PAGE EXTRACT:
..............................

The Spirit Indestructible Tour
- Associated album: The Spirit Indestructible
- Start date: January 8, 2013
- End date: March 15, 2013
- Legs: 2
- No. of shows: 15 in North America; 10 in Europe; 25 total;

Nelly Furtado concert chronology
- Mi Plan Tour (2010); The Spirit Indestructible Tour (2013); Summer Tour (2017);

= The Spirit Indestructible Tour =

2013 concert tour by Nelly Furtado

The Spirit Indestructible Tour was the fifth concert tour by Canadian singer-songwriter Nelly Furtado, in support of her fifth studio album, The Spirit Indestructible (2012).

==Background==
The tour was announced on November 13, 2012, via Furtado's official website. The tour suffered from low ticket sales, several shows were cancelled and several shows had to be moved to smaller venues. In place of the cancelled shows, smaller shows were announced for Burlington and Belleville. Only 2,353 people were in attendance opening night in Victoria. The opening act was Dylan Murray, an artist from Furtado's label Nelstar Records. Murray also did duet live with Furtado on the track "Be OK".

Ahead of the tour's debut in Furtado's hometown of Victoria, local radio station Ocean 98.5 held a contest offering tickets to the first show. The Huffington Post Canada held contests for free tickets throughout the tour's Canadian dates. Mississauga News held a contest for free tickets to the Toronto show.

==Critical reception==
Mike Devlin of the Times Colonist reviewed the first date of the tour and gave the show three stars out of five. Devlin wrote, "A mid-set run that included a faithful but lovely 'I’m Like a Bird' and an empowered 'Força', during which she played ukulele, reminded fans why she became so famous in the first place. But few songs on this night could match the splendour of her most moving ballad, 'Try', during which her voice was nothing short of spectacular. “All I know,” she sang during the song, “is everything is not as it’s sold.” That much is true — about life, and about Furtado, too. Think she’s simply a pop star? Think again." The Vancouver Sun gave the following concert a mixed review, writing that the concert "opened on an uplifting, hopeful note" but that the "rest of the concert was laborious". Marsha Lederman of The Globe and Mail was equally mixed, stating that "[Furtado] still has the vocal chops and stage presence, but the show was uneven".

..............................

DATA EXCERPT:
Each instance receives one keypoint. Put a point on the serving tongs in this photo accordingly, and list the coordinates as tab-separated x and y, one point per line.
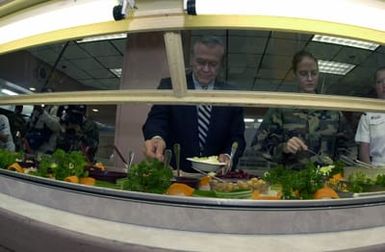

..............................

REQUIRED ACTIONS:
a - List every song title that the Spirit Indestructible Tour article mentions by name.
b - Write the next part of the Spirit Indestructible Tour article above, starting after its final sentence.

TASK ANSWERS:
a -
- "Be OK"
- "I'm Like a Bird"
- "Força"
- "Try"

b -
==Opening acts==
- Dylan Murray (North America)
- Jessica Tyler (North America)
- Celia Palli (Europe)

==Setlist==
The following setlist is obtained from the concert held on January 24, 2013, at the Sony Centre for the Performing Arts in Toronto, Canada. It does not represent all songs performed on tour.
1. "Spirit Indestructible"
2. "Waiting for the Night"
3. "Say It Right"
4. "Do It"
5. "Powerless (Say What You Want)"
6. "Try"
7. "Don’t Leave This Love" (performed with Dylan Murray)
8. "Quando, Quando, Quando"
9. "Get Ur Freak On" / "Turn Off the Light"
10. "I'm Like a Bird"
11. "Fly Like an Eagle"
12. "Força"
13. "All Good Things (Come to an End)"
14. "Bucket List"
15. "Parking Lot"
16. "Big Hoops (Bigger the Better)"
17. "High Life"
18. "Give It to Me" / "Promiscuous"
- Encore
19. - "Miracles"
20. "Like a Prayer"
21. "Maneater"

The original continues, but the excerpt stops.